— start Supplied passage —

Comptroller of the Household
- In office 7 May 1979 – 30 September 1981
- Prime Minister: Margaret Thatcher
- Preceded by: James Hamilton
- Succeeded by: Anthony Berry

Member of Parliament for High Peak
- In office 18 June 1970 – 9 June 1983
- Preceded by: Peter Jackson
- Succeeded by: Christopher Hawkins

Personal details
- Born: 15 January 1931 Edmonton, London, England
- Died: 7 September 1986 (aged 55) Isle of Wight, England
- Party: Conservative

= Spencer Le Marchant =

British politician (1931–1986)

Sir Spencer Le Marchant (15 January 1931 – 7 September 1986) was a British Conservative Party politician.

==Early life==
Born in Edmonton, London, Le Marchant was educated at Eton College and was a member of the London Stock Exchange. He served as a councillor on Westminster City Council from 1956.

— end Supplied passage —
— start Rows —

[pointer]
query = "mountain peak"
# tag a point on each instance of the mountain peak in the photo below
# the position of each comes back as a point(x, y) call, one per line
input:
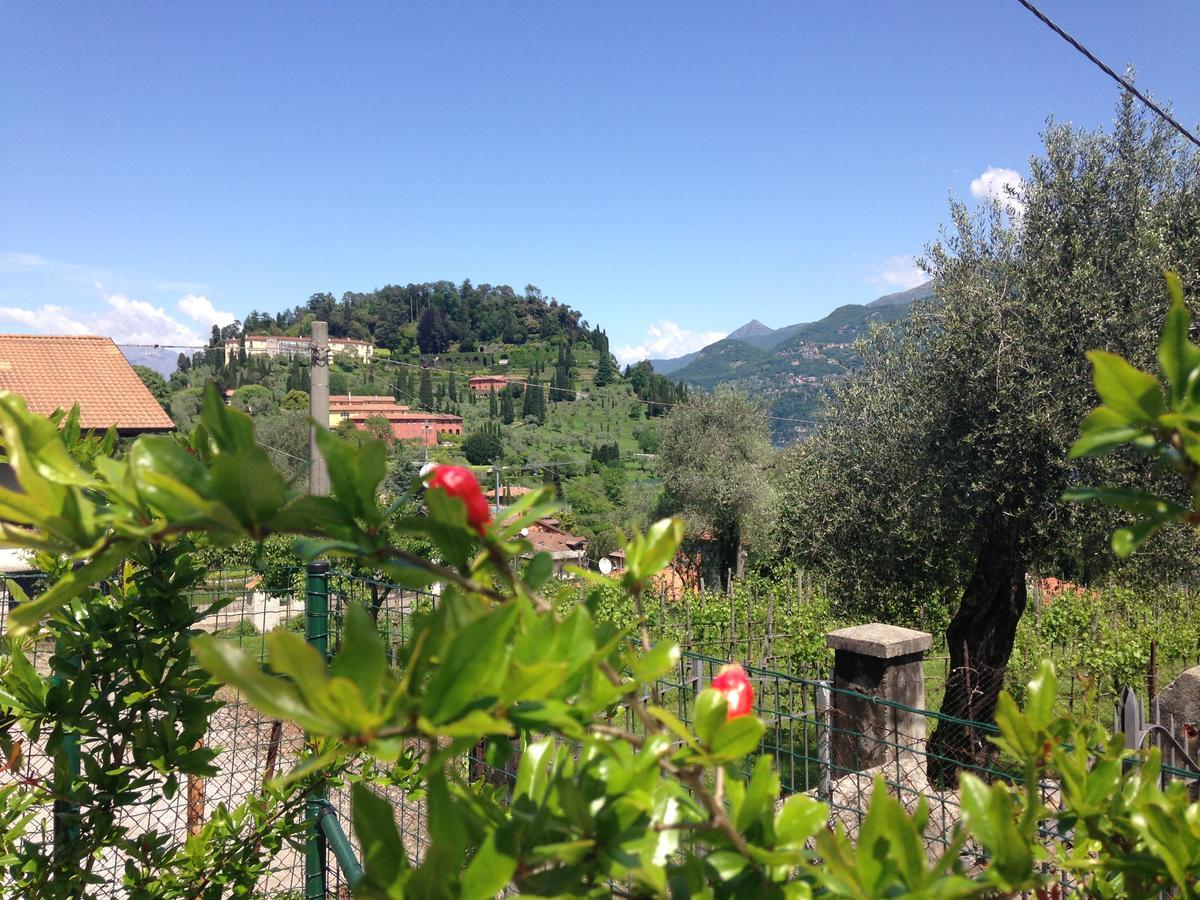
point(751, 329)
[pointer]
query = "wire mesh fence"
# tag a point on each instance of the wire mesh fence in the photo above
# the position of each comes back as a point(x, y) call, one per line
point(827, 741)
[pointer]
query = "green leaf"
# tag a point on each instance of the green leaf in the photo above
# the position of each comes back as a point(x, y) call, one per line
point(1041, 695)
point(69, 586)
point(274, 697)
point(1129, 391)
point(473, 666)
point(490, 870)
point(1139, 503)
point(757, 804)
point(647, 555)
point(383, 850)
point(1127, 540)
point(363, 654)
point(708, 714)
point(990, 816)
point(533, 772)
point(737, 737)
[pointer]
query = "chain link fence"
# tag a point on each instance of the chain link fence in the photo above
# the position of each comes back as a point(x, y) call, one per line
point(819, 747)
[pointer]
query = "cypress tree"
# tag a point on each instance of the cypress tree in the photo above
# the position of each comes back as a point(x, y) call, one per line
point(426, 390)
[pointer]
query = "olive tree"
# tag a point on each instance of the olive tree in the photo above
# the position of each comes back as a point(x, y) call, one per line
point(940, 469)
point(714, 456)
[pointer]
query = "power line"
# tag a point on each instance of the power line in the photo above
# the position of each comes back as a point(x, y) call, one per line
point(567, 390)
point(168, 346)
point(279, 450)
point(1120, 79)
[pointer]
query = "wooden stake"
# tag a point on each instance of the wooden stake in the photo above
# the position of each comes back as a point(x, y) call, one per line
point(195, 801)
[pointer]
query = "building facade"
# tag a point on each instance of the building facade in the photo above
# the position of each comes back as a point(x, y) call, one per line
point(295, 347)
point(406, 424)
point(487, 383)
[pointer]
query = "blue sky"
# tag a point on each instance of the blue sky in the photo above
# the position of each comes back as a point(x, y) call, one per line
point(671, 169)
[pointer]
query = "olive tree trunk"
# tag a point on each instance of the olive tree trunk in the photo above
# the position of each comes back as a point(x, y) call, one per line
point(979, 640)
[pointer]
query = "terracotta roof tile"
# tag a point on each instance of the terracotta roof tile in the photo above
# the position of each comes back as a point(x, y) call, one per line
point(54, 372)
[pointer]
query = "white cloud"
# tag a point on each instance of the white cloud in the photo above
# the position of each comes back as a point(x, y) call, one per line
point(899, 273)
point(201, 310)
point(124, 319)
point(994, 184)
point(666, 340)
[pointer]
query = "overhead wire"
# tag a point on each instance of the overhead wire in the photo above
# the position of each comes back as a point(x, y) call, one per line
point(1126, 84)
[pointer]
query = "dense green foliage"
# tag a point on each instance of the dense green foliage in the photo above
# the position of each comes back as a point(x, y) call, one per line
point(665, 808)
point(433, 316)
point(942, 462)
point(714, 457)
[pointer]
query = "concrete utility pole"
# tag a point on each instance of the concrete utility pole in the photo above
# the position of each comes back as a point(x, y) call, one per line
point(318, 407)
point(497, 467)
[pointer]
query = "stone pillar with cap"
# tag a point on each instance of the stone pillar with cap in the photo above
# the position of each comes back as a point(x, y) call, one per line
point(876, 663)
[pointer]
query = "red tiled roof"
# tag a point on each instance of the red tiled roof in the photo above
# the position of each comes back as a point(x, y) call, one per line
point(53, 372)
point(556, 543)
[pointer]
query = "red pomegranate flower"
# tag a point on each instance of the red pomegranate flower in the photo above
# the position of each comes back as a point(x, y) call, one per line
point(732, 682)
point(460, 481)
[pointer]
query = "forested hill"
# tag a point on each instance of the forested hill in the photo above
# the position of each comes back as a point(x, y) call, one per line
point(444, 313)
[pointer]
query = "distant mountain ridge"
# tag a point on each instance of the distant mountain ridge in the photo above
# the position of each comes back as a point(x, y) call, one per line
point(790, 366)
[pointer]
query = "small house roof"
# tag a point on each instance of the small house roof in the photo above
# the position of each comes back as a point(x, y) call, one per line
point(57, 371)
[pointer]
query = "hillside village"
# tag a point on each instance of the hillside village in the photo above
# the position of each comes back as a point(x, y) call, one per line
point(445, 589)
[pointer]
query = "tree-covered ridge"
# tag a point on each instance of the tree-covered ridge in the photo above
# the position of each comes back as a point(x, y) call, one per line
point(433, 316)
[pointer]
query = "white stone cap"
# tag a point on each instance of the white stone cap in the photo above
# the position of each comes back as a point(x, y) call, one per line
point(880, 641)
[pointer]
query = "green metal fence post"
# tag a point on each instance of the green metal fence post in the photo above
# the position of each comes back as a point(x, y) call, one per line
point(66, 814)
point(316, 617)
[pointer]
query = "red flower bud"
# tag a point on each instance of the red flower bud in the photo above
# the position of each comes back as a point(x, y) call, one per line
point(732, 682)
point(460, 481)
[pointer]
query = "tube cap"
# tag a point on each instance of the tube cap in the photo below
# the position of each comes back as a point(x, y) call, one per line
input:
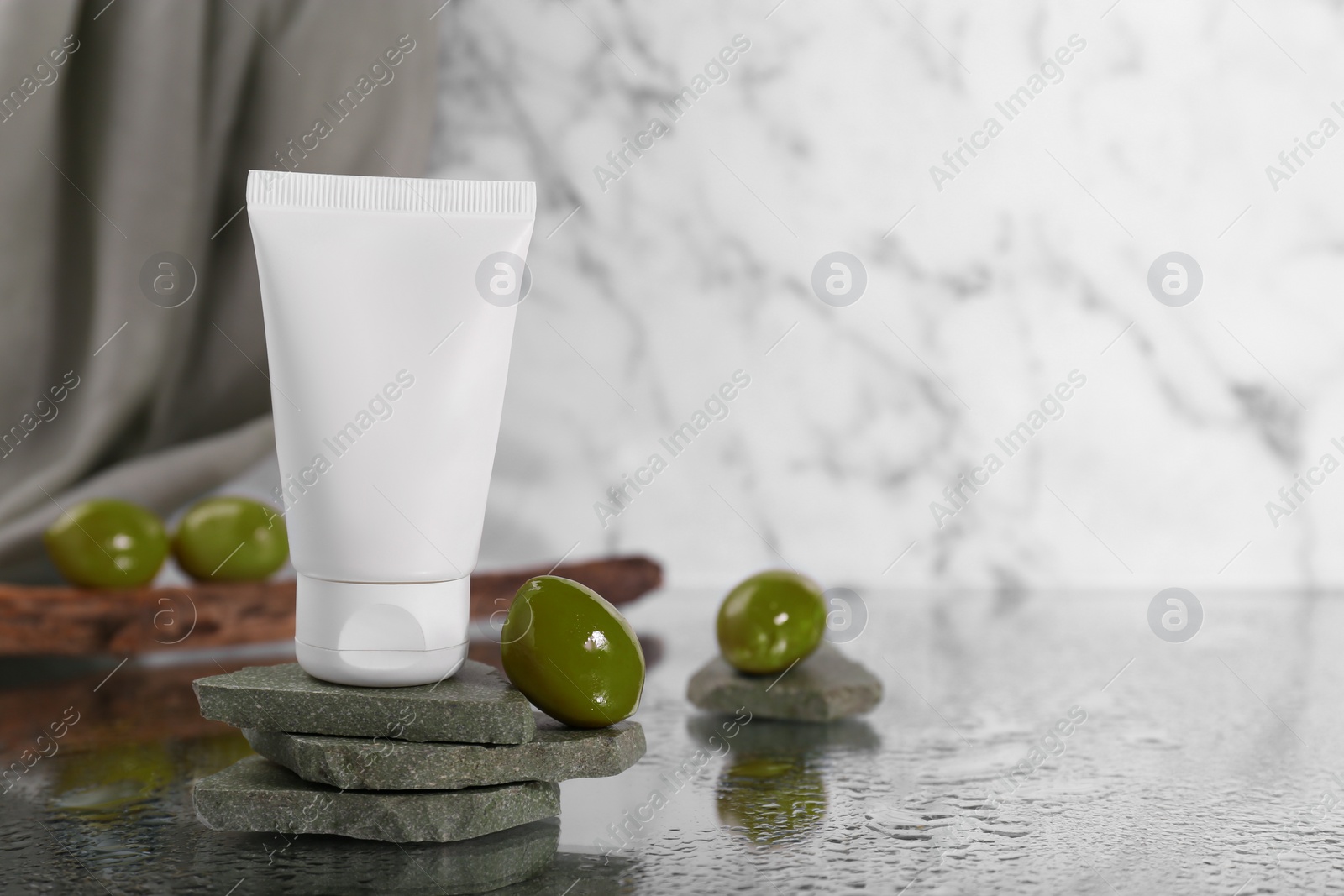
point(382, 634)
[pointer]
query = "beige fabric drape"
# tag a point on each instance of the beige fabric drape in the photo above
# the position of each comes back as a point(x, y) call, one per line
point(127, 130)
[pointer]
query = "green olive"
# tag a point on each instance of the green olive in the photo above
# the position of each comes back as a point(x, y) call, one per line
point(230, 540)
point(770, 621)
point(571, 653)
point(107, 544)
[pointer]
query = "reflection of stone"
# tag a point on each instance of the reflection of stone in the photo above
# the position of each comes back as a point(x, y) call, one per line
point(824, 687)
point(475, 705)
point(257, 794)
point(318, 864)
point(555, 754)
point(772, 799)
point(766, 736)
point(600, 876)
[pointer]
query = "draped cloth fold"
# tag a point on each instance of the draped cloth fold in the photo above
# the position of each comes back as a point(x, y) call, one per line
point(132, 352)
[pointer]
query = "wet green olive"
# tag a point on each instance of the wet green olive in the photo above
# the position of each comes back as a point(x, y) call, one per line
point(230, 540)
point(770, 621)
point(571, 653)
point(107, 544)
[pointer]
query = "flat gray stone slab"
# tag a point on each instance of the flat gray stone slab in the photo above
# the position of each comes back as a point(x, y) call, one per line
point(257, 794)
point(824, 687)
point(554, 754)
point(476, 705)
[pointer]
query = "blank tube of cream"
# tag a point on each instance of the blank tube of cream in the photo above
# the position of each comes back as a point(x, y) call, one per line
point(389, 307)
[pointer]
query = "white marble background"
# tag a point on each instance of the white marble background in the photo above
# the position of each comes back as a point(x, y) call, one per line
point(984, 296)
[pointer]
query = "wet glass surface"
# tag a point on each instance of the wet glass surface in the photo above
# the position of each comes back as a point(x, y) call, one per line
point(1026, 743)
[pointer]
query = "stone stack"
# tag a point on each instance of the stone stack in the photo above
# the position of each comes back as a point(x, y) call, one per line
point(448, 762)
point(826, 687)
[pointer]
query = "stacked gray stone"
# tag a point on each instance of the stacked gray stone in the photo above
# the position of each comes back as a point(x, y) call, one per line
point(433, 763)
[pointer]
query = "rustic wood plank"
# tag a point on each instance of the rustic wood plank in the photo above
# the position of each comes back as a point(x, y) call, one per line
point(80, 621)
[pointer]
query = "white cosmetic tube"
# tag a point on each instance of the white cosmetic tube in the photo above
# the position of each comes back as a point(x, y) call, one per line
point(389, 307)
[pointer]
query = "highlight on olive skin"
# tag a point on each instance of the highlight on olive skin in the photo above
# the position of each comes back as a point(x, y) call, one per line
point(770, 621)
point(107, 543)
point(228, 539)
point(571, 653)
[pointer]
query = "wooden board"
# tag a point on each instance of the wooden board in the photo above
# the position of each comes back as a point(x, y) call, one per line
point(80, 621)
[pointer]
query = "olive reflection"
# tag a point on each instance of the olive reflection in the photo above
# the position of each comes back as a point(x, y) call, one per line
point(772, 788)
point(104, 783)
point(770, 799)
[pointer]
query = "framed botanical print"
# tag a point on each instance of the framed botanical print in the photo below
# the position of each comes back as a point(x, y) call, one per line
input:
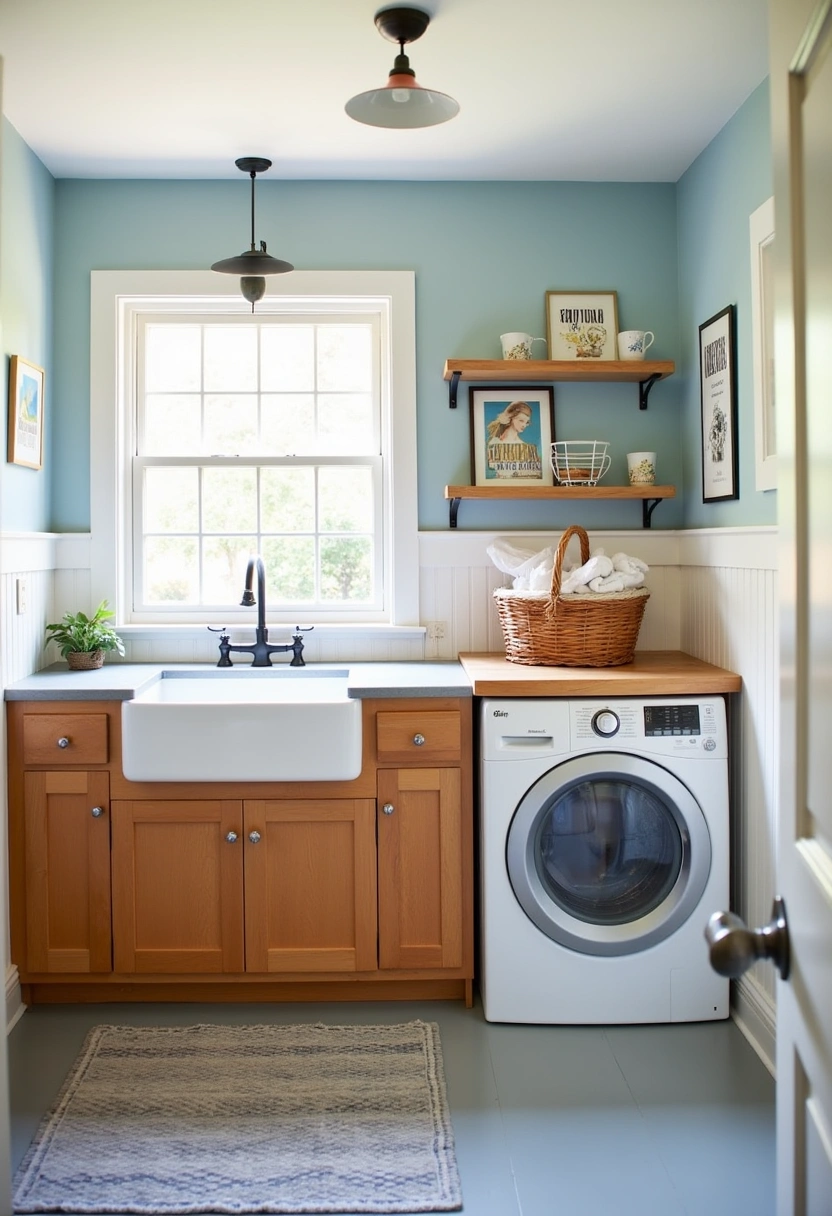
point(582, 325)
point(511, 435)
point(719, 407)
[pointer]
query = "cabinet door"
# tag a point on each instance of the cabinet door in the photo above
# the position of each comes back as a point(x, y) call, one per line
point(310, 885)
point(67, 872)
point(420, 868)
point(178, 887)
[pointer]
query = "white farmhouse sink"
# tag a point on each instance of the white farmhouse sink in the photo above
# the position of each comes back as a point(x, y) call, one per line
point(264, 725)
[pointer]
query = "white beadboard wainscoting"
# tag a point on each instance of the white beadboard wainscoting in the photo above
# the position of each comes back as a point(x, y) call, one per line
point(713, 594)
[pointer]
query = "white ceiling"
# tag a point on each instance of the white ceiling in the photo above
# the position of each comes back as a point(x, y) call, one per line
point(583, 90)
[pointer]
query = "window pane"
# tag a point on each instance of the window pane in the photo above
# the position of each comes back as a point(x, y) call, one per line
point(230, 358)
point(173, 358)
point(290, 563)
point(288, 424)
point(172, 424)
point(170, 500)
point(231, 426)
point(172, 573)
point(344, 423)
point(347, 569)
point(287, 358)
point(229, 500)
point(224, 559)
point(287, 500)
point(344, 358)
point(344, 499)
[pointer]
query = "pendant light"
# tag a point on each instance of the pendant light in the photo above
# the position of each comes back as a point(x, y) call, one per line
point(402, 101)
point(253, 264)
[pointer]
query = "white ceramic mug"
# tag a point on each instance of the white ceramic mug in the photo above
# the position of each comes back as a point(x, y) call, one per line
point(641, 468)
point(633, 343)
point(517, 345)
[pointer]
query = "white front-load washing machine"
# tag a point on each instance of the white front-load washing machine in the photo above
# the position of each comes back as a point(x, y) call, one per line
point(603, 851)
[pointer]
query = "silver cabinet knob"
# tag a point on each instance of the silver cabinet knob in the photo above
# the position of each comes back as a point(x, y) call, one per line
point(734, 947)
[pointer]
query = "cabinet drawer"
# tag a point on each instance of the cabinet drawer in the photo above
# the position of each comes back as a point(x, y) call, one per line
point(65, 738)
point(419, 735)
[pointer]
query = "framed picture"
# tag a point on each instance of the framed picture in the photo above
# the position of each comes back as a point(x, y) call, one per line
point(26, 412)
point(511, 434)
point(582, 325)
point(762, 265)
point(719, 407)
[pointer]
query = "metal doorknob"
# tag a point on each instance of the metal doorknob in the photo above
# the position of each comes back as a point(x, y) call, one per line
point(734, 947)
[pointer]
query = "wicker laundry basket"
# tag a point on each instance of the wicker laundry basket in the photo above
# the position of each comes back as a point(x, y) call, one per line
point(546, 629)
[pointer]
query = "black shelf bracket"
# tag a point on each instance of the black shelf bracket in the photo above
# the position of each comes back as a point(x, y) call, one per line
point(451, 393)
point(647, 508)
point(644, 393)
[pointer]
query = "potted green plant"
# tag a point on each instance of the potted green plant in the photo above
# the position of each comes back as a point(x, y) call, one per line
point(83, 640)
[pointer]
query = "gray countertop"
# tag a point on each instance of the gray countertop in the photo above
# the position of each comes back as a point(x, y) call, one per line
point(122, 681)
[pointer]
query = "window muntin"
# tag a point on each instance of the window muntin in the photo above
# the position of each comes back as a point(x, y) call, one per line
point(258, 434)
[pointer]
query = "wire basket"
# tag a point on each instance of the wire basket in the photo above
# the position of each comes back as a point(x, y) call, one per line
point(546, 629)
point(579, 461)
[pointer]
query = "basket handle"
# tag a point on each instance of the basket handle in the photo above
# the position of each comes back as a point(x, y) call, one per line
point(575, 530)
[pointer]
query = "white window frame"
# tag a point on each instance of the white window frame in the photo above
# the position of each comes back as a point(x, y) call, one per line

— end Rows —

### Parts of the exercise
**a)** Return the part of the Spencer Le Marchant profile from "British politician (1931–1986)" up to and including "Council from 1956.", copied word for word.
**b)** How many lines in the rows contain the string "trunk", with case counting? Reply with the number only.

### Worked answers
**a)**
British politician (1931–1986)

Sir Spencer Le Marchant (15 January 1931 – 7 September 1986) was a British Conservative Party politician.

==Early life==
Born in Edmonton, London, Le Marchant was educated at Eton College and was a member of the London Stock Exchange. He served as a councillor on Westminster City Council from 1956.

**b)** 2